_Record extracts_
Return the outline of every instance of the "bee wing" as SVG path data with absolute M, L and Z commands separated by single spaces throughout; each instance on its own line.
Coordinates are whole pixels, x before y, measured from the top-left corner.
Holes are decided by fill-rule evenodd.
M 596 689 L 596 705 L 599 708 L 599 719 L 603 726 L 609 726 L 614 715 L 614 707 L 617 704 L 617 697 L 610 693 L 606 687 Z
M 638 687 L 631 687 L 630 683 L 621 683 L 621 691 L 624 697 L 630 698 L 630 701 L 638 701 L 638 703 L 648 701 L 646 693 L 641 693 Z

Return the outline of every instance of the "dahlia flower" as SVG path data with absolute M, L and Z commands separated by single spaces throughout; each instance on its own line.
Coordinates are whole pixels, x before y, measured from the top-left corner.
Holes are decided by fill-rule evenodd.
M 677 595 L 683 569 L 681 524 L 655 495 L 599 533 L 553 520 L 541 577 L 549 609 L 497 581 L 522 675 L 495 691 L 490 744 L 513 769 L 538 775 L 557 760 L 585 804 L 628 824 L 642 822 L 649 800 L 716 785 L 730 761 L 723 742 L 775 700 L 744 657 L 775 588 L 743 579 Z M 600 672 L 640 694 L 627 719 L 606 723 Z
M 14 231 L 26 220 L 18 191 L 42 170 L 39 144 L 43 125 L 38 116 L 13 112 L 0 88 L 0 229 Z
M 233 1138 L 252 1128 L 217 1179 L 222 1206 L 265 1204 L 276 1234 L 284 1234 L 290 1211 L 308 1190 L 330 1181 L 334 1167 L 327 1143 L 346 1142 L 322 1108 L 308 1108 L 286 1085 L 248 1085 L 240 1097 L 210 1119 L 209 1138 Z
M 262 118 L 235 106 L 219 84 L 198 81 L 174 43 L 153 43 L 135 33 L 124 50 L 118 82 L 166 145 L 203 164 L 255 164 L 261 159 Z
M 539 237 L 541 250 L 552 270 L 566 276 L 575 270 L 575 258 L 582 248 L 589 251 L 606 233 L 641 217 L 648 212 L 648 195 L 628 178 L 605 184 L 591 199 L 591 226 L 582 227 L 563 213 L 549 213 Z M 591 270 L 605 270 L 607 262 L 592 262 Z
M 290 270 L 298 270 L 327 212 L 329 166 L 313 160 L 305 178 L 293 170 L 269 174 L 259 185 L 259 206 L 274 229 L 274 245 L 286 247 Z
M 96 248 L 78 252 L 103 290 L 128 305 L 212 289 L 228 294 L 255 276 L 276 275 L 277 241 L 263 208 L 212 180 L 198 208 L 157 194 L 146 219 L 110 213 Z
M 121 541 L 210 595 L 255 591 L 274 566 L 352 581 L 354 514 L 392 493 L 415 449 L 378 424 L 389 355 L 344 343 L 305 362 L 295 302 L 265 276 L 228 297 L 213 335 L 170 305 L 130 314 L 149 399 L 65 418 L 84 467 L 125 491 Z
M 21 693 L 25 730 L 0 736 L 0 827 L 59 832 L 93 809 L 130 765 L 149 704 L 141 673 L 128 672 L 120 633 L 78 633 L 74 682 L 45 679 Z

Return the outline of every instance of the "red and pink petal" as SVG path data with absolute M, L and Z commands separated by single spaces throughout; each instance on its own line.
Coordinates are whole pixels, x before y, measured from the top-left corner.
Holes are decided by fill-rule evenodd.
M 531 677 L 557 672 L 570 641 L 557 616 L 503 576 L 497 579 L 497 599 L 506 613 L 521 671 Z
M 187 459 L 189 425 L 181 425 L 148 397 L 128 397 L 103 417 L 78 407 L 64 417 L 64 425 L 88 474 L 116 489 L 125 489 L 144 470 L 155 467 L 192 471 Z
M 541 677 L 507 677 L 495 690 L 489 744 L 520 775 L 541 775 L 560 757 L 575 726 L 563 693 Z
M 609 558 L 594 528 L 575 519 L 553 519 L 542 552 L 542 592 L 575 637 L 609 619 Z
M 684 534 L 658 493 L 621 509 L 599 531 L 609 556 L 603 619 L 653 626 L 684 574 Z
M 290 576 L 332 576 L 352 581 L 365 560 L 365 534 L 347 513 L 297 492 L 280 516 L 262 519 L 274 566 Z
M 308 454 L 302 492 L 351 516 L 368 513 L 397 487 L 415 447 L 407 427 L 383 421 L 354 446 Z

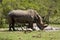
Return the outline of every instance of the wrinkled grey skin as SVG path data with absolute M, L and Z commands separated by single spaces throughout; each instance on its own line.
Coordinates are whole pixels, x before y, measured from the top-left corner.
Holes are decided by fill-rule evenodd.
M 47 27 L 47 25 L 43 23 L 41 16 L 35 10 L 32 9 L 10 11 L 8 13 L 8 21 L 9 31 L 11 31 L 11 28 L 13 28 L 13 30 L 15 31 L 15 23 L 28 23 L 28 28 L 31 29 L 33 29 L 33 23 L 36 23 L 41 30 Z

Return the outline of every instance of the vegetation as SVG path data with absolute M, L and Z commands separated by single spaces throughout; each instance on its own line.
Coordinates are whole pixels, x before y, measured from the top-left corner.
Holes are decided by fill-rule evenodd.
M 34 9 L 47 23 L 60 24 L 59 0 L 2 0 L 0 3 L 0 27 L 7 24 L 7 14 L 16 9 Z

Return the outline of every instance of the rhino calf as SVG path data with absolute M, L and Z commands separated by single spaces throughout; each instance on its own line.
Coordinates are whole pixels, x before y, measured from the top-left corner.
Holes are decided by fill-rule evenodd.
M 42 17 L 32 9 L 29 10 L 12 10 L 8 13 L 8 21 L 9 21 L 9 30 L 11 28 L 15 30 L 14 24 L 15 23 L 28 23 L 28 28 L 33 29 L 33 23 L 36 23 L 37 26 L 43 30 L 47 27 L 46 24 L 42 21 Z

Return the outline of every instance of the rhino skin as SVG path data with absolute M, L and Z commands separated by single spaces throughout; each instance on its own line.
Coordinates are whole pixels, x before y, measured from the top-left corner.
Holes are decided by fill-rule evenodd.
M 37 11 L 28 10 L 12 10 L 8 13 L 9 31 L 12 29 L 15 31 L 15 23 L 28 23 L 28 28 L 33 28 L 33 23 L 36 23 L 39 29 L 43 30 L 47 27 L 42 21 L 42 17 L 37 13 Z M 12 28 L 12 29 L 11 29 Z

_Work to complete_
Copy the rows again, from the line containing "Return the outline of every instance of the vegetation" through the line containing "M 34 9 L 47", both ends included. Shift every coordinate in the outline answers by adding 20, and leave the requests unchanged.

_Finished exercise_
Return the outline of every instance of the vegetation as SVG path data with absolute M, L and Z commands separated by single spaces throughout; each instance on its own line.
Coordinates are whole pixels, x before y, measured from the top-left corner.
Holes are decided by fill-rule evenodd.
M 54 29 L 67 43 L 80 44 L 79 20 L 22 20 L 20 23 L 20 47 L 27 44 L 27 34 L 36 29 Z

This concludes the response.